■ WHAT TO DO
Can you copy, word for word, the lines of the material below from the line containing "Reviewer note: confirm each instance of the golden" up to and including the line containing "pixel 1058 578"?

(Source data)
══════════════════════════════
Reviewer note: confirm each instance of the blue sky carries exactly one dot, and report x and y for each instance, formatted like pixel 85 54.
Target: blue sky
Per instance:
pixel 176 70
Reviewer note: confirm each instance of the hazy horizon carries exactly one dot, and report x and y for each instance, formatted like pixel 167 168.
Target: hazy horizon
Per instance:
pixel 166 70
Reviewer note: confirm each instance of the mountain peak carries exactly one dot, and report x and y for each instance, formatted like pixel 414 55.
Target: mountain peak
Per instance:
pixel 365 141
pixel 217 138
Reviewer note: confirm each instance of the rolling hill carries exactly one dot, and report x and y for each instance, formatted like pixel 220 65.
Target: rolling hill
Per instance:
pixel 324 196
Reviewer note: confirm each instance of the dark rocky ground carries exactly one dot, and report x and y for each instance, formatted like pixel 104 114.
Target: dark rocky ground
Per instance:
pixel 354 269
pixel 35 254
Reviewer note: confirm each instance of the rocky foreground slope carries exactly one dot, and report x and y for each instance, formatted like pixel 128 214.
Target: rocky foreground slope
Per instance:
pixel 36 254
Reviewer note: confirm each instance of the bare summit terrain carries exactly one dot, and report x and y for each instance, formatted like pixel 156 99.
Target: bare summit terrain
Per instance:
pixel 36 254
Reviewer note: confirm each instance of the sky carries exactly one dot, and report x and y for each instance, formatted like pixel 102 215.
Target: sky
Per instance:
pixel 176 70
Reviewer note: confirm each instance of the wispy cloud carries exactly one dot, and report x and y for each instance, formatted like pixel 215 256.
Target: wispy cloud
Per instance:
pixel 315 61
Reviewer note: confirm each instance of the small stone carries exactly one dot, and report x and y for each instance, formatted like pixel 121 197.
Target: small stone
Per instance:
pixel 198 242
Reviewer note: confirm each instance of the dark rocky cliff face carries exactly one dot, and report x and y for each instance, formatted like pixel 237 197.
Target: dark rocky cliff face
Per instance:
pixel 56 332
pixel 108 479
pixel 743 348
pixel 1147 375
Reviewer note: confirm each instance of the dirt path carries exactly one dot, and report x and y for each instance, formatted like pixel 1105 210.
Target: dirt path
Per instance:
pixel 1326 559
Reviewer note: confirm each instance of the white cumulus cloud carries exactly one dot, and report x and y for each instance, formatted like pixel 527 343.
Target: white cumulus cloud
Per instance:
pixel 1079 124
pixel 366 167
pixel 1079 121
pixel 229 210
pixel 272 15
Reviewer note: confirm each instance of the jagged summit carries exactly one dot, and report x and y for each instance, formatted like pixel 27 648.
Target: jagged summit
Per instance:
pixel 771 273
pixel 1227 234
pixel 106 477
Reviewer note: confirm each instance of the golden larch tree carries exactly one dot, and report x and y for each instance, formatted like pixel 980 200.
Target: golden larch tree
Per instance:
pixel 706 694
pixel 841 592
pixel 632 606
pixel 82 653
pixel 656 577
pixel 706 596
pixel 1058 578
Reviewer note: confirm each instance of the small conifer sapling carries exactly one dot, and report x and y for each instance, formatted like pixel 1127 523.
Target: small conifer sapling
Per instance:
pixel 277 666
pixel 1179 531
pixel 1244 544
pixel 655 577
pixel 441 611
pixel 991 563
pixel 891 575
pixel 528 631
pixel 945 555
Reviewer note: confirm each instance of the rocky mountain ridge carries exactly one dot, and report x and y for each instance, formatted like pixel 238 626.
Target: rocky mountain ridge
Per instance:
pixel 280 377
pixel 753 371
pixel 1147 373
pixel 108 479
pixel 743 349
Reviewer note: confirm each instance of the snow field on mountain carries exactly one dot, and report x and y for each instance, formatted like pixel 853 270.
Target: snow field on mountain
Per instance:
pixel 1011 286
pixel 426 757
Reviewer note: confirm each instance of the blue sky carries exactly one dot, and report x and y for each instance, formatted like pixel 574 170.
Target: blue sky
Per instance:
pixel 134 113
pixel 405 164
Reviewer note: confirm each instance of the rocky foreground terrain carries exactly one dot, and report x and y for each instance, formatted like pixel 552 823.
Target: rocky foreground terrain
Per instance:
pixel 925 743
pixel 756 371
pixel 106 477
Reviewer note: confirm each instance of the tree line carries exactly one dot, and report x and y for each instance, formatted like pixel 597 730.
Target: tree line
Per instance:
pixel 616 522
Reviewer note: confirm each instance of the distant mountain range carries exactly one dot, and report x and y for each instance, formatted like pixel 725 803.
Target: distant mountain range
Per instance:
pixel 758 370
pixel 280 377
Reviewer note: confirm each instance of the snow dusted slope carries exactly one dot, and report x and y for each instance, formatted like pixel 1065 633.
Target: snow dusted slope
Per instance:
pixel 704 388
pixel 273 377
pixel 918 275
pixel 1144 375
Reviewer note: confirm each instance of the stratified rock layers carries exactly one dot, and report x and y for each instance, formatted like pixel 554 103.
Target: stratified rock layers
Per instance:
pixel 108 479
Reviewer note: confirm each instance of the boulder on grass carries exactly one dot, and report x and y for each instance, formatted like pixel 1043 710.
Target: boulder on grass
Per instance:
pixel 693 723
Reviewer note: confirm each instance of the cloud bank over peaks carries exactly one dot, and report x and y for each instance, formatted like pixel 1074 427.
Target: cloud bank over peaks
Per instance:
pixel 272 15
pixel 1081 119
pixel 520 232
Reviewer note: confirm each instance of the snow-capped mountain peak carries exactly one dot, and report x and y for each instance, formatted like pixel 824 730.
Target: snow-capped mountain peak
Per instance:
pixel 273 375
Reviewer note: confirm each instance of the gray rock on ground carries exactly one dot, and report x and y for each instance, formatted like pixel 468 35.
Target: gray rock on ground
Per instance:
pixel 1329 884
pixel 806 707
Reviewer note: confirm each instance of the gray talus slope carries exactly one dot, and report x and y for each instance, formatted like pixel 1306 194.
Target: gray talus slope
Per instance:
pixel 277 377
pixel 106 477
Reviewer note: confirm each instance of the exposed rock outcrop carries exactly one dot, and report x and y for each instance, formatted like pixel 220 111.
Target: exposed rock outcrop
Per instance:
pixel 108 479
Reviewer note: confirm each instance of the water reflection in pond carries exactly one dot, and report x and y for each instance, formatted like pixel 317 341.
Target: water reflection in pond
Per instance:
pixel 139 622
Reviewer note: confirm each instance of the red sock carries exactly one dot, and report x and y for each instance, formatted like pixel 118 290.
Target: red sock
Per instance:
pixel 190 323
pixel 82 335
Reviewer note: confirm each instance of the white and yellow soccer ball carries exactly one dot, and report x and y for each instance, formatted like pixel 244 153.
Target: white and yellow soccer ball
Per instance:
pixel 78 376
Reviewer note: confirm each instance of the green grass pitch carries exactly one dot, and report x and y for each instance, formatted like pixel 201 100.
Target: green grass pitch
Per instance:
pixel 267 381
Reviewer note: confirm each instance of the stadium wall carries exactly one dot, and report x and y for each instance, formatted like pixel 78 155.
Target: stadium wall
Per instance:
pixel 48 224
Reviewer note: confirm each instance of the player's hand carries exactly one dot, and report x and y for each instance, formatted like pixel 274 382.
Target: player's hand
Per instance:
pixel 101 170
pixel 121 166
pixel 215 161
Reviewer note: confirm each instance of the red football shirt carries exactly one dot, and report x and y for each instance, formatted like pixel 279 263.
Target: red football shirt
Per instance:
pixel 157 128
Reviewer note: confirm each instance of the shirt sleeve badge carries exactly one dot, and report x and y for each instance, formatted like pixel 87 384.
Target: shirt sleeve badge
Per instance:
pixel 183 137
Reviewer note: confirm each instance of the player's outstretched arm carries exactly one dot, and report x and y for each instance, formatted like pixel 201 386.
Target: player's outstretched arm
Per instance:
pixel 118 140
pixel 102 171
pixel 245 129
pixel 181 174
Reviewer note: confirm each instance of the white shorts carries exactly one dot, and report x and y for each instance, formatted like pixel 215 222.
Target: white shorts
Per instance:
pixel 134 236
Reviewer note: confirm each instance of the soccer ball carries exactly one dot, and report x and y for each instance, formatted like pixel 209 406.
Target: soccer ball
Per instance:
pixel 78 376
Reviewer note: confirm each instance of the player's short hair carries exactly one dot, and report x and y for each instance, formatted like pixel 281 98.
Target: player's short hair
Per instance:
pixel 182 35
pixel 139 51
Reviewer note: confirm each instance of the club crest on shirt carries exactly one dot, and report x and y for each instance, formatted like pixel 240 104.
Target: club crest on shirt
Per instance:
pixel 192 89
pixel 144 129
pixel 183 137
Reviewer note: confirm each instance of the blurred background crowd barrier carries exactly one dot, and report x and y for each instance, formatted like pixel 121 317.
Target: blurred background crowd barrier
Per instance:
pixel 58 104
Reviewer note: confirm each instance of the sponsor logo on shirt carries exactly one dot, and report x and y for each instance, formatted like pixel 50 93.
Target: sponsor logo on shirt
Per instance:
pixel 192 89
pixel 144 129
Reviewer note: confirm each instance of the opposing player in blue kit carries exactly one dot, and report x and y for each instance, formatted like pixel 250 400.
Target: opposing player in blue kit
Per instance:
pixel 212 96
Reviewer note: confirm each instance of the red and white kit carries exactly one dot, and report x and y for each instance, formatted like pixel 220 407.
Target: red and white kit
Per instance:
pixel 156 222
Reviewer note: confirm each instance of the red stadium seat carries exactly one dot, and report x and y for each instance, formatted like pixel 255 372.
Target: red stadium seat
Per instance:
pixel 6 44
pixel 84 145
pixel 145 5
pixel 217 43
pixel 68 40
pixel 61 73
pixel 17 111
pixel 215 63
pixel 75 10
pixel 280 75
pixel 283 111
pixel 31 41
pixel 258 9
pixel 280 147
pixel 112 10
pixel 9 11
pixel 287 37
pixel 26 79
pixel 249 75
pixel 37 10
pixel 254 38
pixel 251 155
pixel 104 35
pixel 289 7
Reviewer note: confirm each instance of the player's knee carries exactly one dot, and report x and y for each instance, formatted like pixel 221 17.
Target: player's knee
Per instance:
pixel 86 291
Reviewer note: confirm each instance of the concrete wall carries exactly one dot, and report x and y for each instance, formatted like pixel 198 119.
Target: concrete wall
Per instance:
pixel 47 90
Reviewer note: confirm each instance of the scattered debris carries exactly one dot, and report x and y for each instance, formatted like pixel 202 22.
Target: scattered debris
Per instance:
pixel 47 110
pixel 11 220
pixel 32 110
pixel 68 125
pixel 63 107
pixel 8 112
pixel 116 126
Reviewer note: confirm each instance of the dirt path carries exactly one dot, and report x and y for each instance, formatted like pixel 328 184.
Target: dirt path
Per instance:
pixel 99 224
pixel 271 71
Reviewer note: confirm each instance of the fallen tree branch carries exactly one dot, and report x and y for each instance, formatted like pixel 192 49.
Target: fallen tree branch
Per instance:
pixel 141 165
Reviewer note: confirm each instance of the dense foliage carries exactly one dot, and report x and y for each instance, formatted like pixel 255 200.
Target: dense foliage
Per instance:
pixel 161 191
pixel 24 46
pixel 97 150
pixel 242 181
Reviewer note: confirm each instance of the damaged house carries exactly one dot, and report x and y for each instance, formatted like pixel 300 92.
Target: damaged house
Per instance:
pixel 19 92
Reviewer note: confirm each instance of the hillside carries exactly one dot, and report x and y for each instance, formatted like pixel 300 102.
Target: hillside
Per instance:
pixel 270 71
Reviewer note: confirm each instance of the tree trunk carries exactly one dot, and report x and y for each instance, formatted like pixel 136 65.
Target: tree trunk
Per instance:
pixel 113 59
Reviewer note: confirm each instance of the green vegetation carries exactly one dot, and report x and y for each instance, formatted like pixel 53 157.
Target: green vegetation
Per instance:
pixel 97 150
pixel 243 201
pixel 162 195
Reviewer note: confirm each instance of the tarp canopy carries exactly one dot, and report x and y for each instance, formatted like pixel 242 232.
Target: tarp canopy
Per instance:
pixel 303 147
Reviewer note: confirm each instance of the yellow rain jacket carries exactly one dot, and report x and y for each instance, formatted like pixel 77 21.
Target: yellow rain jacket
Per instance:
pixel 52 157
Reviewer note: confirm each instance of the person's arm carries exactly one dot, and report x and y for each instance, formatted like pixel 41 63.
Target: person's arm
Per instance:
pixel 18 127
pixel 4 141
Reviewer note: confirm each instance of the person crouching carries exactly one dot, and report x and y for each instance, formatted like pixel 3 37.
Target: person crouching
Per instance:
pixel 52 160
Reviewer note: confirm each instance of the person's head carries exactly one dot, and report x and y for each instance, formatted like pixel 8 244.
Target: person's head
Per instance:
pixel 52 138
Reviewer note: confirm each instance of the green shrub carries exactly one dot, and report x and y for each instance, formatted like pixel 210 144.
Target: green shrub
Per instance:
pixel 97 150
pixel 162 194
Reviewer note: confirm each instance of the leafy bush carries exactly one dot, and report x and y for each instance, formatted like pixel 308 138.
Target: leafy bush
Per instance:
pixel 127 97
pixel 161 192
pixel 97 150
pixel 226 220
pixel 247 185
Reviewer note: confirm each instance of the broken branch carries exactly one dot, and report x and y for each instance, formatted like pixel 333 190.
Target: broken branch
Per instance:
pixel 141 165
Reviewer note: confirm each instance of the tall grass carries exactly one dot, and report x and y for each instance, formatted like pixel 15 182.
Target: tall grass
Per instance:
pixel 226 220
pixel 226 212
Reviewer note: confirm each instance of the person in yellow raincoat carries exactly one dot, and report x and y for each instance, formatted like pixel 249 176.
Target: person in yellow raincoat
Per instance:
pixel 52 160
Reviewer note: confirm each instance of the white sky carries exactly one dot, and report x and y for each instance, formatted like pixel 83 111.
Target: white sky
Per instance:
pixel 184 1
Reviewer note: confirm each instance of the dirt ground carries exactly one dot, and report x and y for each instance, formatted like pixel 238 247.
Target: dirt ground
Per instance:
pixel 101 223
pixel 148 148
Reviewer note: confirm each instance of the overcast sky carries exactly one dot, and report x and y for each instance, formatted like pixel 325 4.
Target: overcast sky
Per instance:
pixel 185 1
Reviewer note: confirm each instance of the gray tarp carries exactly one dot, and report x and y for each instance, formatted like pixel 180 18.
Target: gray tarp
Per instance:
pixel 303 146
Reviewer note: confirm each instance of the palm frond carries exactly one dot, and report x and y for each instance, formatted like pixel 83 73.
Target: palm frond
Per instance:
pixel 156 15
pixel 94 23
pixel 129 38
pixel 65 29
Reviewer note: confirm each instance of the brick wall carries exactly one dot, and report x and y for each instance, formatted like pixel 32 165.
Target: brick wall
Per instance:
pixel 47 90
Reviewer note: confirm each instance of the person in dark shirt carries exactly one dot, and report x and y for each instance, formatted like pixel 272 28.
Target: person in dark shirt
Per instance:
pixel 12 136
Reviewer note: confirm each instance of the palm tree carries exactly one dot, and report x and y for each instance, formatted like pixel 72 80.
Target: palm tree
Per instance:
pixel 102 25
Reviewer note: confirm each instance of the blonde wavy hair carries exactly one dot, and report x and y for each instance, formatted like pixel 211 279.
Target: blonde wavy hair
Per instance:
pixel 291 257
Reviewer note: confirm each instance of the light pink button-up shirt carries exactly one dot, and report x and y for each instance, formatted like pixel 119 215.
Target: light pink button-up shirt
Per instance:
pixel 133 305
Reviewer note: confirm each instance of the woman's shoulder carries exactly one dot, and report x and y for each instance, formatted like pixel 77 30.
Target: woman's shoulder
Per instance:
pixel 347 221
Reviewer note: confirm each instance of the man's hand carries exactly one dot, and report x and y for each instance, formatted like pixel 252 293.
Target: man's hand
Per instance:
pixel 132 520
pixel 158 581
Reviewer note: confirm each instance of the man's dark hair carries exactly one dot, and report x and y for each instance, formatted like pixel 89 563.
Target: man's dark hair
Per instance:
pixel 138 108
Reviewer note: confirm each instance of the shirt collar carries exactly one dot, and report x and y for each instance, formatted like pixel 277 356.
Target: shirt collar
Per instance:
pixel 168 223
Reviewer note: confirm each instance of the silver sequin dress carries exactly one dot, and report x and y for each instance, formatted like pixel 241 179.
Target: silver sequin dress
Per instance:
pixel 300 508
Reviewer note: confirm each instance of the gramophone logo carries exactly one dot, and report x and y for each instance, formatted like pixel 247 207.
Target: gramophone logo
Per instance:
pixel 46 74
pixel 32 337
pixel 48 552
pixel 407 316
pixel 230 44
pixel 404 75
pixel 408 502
══════════════════════════════
■ RESPONSE TO THIS TASK
Reviewer note: confirm each instance of the golden larch tree carries exactly one dot, and report x and y for each instance, formatted like pixel 980 200.
Target: golden larch tree
Per instance:
pixel 706 694
pixel 841 592
pixel 632 606
pixel 82 653
pixel 656 577
pixel 706 596
pixel 1058 578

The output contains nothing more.